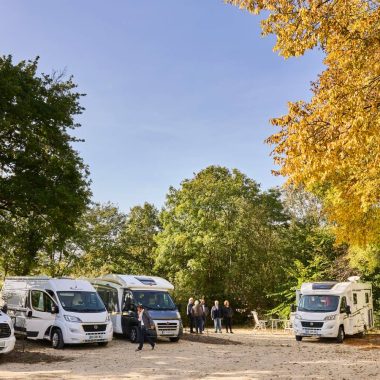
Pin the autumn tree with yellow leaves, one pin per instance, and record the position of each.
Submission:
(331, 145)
--
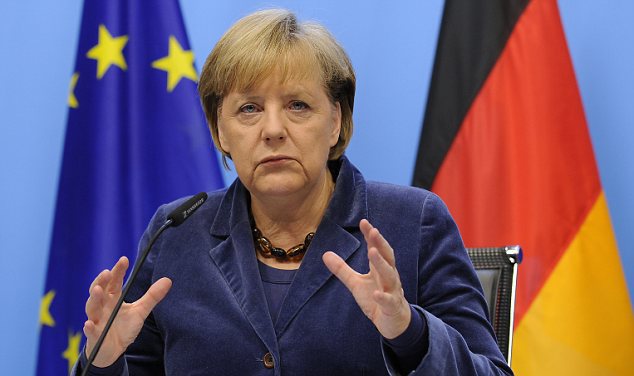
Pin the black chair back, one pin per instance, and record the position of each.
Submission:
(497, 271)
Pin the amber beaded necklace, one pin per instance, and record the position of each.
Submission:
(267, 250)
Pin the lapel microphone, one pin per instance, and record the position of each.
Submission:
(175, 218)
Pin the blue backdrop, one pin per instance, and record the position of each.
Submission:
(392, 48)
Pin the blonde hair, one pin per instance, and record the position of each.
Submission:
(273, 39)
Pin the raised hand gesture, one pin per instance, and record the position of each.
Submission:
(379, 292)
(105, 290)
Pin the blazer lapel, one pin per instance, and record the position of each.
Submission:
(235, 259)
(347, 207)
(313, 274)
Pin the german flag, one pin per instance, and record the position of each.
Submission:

THE REQUEST ▸ Pick out each line of the data above that contains the word "position", and copy those lines in full.

EXERCISE ANSWER ▸
Pin the autumn tree with yellow leaves, one pin per instance, and record the position of each.
Pin the black chair back, one pin per instance, and record the position of each.
Pin the amber beaded necklace, one pin per instance, and record the position of each.
Pin the lapel microphone, one pin per instance, and record the position of each.
Pin the blue backdrop, one pin per instance, and record the position of each.
Pin the blonde hair, one pin per instance, and record the position of each.
Pin the raised hand gesture, one pin per instance, and record the position of each.
Pin the blazer lapel, one pin per instance, and record the position of each.
Pin the german flag, one pin per instance, and record the position of each.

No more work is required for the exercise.